The simulation scenarios were performed to analyze the robust stability and performance of the closed-loop system at flight conditions (Mach = {0.75, 0.9, 0.75} and altitude = {5000, 1500, 4500} m). The pilot command is constricted such that the load-factor Nz stays within the design limits -3 g < Nz <9 g over the flight envelope. Load-factor demand and responses of the closed-loop system with the controllers at flight condition of Mach = 0.75 and Alt = 5000 is illustrated in Figure 7. The load-factor response with the single LQI is slower than the switched and fuzzy switching controllers. The switched controller has an oscillatory response during the switching, which is an undesired effect during flight operation. Figure 8 gives the angle of attack and the Euler pitch rate responses of the closed-loop system with the single LQI, switched, and the proposed fuzzy switching LQI controllers. One can see from the bottom plot of Figure 8 that the Euler pitch rate response has an oscillation during switching with the switched controller. However, the proposed fuzzy switching controller has the best transient performance. The corresponding control inputs to the related controllers are given in Figure 9. Elevon deflection generates values between −4 deg. and 2 deg. Oscillations are also seen in this elevon deflection and throttle setting, tss when the switched controller is used. Figures 10 and 11 give the indexes of the switched controller and the change in the coefficients of the fuzzy switching controller, respectively. Feedback gains K1, K2 and K4 are employed for the switched controller, but all computed controller gains are used with the fuzzy switching controller. Figure 12 illustrates the trajectory movement in the flight envelope for the different controllers.

In the second scenario, simulation is started at flight condition Mach = 0.9 and Altitude = 1500 m. Load-factor demand and responses of the closed-loop systems are given in Figure 13. Closed-loop response with the single LQI controller is the slowest amongst the controllers. Load-factor tracking response settles a larger steady-state error than the responses of other controllers. The switched controller has an undesired oscillatory response during the switching instances. Figure 14 gives the angle of attack and the Euler pitch rate responses of the closed-loop system with the single LQI, switched, and the proposed fuzzy switching LQI controllers. The angle of attack increases at t = 20 sec for a larger demand of load-factor. Input responses of the related controllers are given in Figure 15. Throttle setting control input is the largest with the switched controller. The single LQI controller requires 0.288 of the throttle setting in the second scenario. Figures 16 and 17 display the index of the switched controller and the varying coefficients of the fuzzy switching controller, respectively. All computed feedback gains are employed with the fuzzy switching controller, whereas feedback gains K1, K2, and K4 are used for the switched controller. Figure 18 illustrates the trajectory movement in the flight envelope for the different controllers. These simulation results also demonstrate the efficacy of the proposed fuzzy switching controller.

In the third scenario, simulation is started at flight condition Mach = 0.75 and Altitude = 4500 m. Load-factor demand and responses of the closed-loop systems are given in Figure 19. It is clearly seen that the switched controller is unable to stabilize the aircraft when the controller switches. Load-factor tracking performance is successful with the fuzzy switching controller. The switched controller drives the closed-loop system from stability to instability shown in Figures 20 and 21. The index of the switched controller and the varying coefficients of the fuzzy switching controller are given in Figures 22 and 23, respectively. Figure 24 illustrates the trajectory movement in the flight envelope for the different controllers. The fuzzy switching controller improves the load-factor tracking performance and enhances the stability of the aircraft.

● ● ●

Reproduce the passage of the flight-control simulation text that opens with "In the third" and closes with "of the aircraft.", without changing a word.

● ● ●

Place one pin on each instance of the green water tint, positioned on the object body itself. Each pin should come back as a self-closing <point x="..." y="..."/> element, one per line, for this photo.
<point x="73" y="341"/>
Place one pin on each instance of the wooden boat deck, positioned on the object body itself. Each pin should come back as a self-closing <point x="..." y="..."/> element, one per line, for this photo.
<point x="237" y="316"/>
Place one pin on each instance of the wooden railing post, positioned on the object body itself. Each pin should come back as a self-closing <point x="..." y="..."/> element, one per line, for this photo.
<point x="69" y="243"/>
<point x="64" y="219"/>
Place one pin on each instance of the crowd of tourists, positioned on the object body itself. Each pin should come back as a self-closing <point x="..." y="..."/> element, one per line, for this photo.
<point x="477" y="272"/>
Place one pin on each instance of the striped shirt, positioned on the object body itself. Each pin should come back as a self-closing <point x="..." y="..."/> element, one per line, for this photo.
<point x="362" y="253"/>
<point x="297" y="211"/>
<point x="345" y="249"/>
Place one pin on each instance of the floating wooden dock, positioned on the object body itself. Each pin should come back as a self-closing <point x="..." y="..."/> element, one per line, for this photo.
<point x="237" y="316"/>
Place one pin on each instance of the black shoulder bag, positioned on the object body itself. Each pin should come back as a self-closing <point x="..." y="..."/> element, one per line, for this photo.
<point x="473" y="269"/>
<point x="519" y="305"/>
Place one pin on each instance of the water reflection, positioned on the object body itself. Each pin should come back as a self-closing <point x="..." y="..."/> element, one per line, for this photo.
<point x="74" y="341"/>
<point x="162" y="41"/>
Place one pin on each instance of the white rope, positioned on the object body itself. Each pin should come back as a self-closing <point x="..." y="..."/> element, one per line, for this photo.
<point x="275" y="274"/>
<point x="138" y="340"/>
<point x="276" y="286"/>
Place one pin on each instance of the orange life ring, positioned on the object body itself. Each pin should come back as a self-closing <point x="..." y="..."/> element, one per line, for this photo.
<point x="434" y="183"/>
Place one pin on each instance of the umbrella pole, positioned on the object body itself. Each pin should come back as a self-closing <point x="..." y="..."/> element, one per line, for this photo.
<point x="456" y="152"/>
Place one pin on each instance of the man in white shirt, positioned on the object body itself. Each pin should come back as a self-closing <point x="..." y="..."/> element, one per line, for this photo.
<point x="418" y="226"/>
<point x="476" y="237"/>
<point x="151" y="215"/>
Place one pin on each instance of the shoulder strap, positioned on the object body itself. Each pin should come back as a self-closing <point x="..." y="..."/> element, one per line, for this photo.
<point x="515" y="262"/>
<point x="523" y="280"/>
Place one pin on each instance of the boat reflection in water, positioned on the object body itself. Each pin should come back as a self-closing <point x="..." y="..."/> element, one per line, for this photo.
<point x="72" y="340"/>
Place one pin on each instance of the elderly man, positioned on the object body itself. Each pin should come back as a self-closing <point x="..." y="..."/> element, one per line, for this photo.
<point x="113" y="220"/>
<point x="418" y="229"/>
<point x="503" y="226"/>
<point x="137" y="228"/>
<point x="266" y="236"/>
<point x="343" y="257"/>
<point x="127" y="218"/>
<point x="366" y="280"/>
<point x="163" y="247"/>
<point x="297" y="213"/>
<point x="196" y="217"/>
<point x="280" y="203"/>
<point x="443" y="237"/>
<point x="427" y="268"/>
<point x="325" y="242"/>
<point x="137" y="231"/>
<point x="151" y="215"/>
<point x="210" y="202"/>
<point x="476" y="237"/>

● ● ●

=== Answer to the exercise ===
In the third scenario, simulation is started at flight condition Mach = 0.75 and Altitude = 4500 m. Load-factor demand and responses of the closed-loop systems are given in Figure 19. It is clearly seen that the switched controller is unable to stabilize the aircraft when the controller switches. Load-factor tracking performance is successful with the fuzzy switching controller. The switched controller drives the closed-loop system from stability to instability shown in Figures 20 and 21. The index of the switched controller and the varying coefficients of the fuzzy switching controller are given in Figures 22 and 23, respectively. Figure 24 illustrates the trajectory movement in the flight envelope for the different controllers. The fuzzy switching controller improves the load-factor tracking performance and enhances the stability of the aircraft.